• [Problem]:
Copy the lines below verbatim, from the line with "Note: pick out the truck" up to and including the line with "column 634, row 168".

Dataset rows on where objects appear
□ □ □
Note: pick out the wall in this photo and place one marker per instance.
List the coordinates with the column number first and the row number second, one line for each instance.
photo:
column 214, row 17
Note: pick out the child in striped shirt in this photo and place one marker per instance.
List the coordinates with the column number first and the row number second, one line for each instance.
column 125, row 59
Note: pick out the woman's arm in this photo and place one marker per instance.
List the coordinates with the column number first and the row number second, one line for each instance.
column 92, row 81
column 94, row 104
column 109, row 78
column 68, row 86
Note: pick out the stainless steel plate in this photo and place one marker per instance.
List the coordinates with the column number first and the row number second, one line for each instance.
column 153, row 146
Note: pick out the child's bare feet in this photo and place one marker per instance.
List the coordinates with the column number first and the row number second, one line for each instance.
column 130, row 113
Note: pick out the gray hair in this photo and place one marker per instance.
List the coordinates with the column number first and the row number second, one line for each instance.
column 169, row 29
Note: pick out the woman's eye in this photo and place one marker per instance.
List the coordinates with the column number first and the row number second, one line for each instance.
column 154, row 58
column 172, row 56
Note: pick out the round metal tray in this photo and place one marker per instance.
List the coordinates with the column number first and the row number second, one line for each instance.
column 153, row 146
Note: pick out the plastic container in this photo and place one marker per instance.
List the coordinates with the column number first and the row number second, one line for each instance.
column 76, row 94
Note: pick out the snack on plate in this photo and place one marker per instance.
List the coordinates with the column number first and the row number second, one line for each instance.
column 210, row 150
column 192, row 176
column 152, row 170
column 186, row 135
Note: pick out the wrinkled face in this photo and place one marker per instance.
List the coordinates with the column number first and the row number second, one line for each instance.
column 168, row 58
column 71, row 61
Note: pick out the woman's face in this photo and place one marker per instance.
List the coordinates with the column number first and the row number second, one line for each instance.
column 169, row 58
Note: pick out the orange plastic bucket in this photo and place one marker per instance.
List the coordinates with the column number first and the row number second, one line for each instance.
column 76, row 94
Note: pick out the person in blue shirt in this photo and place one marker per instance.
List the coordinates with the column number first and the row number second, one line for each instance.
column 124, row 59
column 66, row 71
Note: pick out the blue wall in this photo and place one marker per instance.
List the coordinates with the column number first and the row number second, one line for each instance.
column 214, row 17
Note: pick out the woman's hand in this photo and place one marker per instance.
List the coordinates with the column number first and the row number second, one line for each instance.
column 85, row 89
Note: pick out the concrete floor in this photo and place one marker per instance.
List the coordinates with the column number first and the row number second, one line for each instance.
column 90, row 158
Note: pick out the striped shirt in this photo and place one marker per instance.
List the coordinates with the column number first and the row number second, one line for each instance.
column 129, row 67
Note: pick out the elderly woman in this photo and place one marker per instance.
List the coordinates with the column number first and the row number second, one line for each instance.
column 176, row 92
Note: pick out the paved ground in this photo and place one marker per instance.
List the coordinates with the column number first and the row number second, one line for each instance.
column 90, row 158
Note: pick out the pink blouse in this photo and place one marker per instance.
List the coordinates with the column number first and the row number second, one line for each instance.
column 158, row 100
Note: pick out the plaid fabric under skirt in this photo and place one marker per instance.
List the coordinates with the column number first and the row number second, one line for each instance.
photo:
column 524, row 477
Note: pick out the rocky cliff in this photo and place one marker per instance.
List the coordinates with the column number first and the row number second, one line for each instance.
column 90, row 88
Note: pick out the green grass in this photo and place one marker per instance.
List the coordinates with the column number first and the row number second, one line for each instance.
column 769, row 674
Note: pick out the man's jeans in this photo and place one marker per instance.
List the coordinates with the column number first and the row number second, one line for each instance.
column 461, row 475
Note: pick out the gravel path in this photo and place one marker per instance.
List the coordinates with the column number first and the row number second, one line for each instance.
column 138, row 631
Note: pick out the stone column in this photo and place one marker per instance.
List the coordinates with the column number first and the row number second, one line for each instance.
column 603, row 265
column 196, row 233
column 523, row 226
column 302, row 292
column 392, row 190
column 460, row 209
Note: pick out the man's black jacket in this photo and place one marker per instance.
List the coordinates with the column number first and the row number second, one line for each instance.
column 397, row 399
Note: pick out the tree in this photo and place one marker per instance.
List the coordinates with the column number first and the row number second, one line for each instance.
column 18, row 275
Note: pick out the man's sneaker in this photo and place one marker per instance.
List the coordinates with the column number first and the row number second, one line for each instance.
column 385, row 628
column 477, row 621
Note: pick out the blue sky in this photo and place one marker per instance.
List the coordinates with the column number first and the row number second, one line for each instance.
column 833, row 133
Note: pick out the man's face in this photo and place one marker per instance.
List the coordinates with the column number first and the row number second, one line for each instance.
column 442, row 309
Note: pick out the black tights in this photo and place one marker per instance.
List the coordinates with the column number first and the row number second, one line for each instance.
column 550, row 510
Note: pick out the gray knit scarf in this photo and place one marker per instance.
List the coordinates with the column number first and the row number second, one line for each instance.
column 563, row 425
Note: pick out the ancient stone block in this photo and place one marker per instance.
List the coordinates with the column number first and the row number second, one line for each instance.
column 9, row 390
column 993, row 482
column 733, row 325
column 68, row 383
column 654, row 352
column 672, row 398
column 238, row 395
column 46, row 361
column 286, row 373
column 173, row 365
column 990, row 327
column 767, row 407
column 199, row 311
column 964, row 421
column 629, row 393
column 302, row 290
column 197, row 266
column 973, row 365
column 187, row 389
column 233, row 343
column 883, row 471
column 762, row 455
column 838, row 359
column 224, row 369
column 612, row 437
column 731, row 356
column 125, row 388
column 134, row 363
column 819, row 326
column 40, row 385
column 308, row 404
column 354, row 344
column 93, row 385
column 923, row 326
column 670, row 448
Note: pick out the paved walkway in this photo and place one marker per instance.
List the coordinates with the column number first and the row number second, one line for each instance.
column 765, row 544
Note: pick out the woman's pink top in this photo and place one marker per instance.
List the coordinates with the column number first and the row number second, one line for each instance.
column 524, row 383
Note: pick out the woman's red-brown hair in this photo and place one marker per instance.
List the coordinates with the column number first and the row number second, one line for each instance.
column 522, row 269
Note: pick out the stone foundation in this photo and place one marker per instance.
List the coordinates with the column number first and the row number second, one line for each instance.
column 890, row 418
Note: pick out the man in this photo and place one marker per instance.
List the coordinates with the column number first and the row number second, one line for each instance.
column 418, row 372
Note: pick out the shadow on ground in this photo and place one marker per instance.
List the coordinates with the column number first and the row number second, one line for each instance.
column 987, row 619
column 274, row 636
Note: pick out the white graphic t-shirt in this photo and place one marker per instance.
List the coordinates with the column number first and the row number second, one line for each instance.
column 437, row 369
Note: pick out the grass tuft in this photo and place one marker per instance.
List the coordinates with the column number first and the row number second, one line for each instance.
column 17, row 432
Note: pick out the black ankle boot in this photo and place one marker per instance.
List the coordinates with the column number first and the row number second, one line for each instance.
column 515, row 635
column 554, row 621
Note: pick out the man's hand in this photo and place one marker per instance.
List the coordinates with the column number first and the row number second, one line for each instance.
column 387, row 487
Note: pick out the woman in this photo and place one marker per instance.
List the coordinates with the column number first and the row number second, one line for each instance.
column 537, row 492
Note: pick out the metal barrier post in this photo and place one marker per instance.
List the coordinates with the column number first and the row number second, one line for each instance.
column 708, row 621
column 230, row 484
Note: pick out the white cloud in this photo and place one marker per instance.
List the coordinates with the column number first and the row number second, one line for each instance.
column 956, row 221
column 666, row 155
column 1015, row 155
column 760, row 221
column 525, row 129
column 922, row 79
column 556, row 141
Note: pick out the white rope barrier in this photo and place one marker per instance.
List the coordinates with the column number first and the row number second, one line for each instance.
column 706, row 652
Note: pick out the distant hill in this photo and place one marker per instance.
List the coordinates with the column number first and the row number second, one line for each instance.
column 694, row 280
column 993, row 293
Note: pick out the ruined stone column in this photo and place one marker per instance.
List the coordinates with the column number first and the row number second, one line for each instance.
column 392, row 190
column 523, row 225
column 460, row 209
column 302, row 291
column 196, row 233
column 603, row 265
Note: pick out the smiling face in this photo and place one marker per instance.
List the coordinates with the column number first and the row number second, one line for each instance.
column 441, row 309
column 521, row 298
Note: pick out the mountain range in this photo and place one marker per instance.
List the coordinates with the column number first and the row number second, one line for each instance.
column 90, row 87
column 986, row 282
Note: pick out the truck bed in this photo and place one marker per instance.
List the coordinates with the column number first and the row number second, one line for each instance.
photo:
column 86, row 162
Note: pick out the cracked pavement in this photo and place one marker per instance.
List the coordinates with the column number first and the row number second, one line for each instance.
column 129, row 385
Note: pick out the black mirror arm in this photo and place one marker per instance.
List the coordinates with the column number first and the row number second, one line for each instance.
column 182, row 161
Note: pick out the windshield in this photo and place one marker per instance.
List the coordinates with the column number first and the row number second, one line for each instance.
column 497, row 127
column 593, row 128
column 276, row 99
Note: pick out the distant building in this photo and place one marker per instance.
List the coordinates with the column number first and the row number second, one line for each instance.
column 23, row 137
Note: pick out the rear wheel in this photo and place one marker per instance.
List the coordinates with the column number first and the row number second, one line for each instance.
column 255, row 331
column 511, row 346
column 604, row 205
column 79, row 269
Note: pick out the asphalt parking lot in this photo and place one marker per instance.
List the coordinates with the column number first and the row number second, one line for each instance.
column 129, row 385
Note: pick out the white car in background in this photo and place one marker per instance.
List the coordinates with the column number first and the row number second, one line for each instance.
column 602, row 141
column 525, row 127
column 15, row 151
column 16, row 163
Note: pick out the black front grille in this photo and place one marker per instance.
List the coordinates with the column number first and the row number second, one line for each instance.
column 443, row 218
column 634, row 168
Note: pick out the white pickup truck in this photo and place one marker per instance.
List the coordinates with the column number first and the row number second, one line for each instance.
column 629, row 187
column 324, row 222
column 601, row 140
□ □ □
• [Finished answer]:
Note: pick out the truck bed in this photo and place one marker per instance.
List the coordinates with the column number first and the row number second, one line for each instance.
photo:
column 86, row 162
Note: pick out the cracked pavement in this photo and place one marker per instance.
List the coordinates with the column number first and the row number second, one line for each instance.
column 129, row 385
Note: pick out the black mirror arm in this photo and place one marker per instance.
List the coordinates with the column number first and the row number second, one line for each instance.
column 182, row 161
Note: pick out the windshield in this photo and place one marker per instance.
List the coordinates with the column number first and the row number second, one line for each instance.
column 497, row 127
column 593, row 128
column 276, row 99
Note: pick out the distant building in this photo and place one marker per instance.
List the coordinates with the column number first and the row number second, one line for each instance.
column 23, row 137
Note: pick out the rear wheel in this photo and place one marker per instance.
List the coordinates with the column number first and the row number second, one line for each instance.
column 255, row 331
column 511, row 346
column 604, row 205
column 79, row 269
Note: pick out the asphalt parking lot in this photo and place one marker per instance.
List the coordinates with the column number first and the row number second, one line for each instance.
column 129, row 385
Note: pick out the white car in background in this photo and place one marker per instance.
List the coordinates with the column number first and the row number second, one line for each instance.
column 602, row 141
column 525, row 127
column 15, row 151
column 16, row 163
Note: pick out the black front grille in this photo and place one marker per instance.
List the coordinates with the column number first and the row number second, one line for each instance.
column 443, row 218
column 634, row 168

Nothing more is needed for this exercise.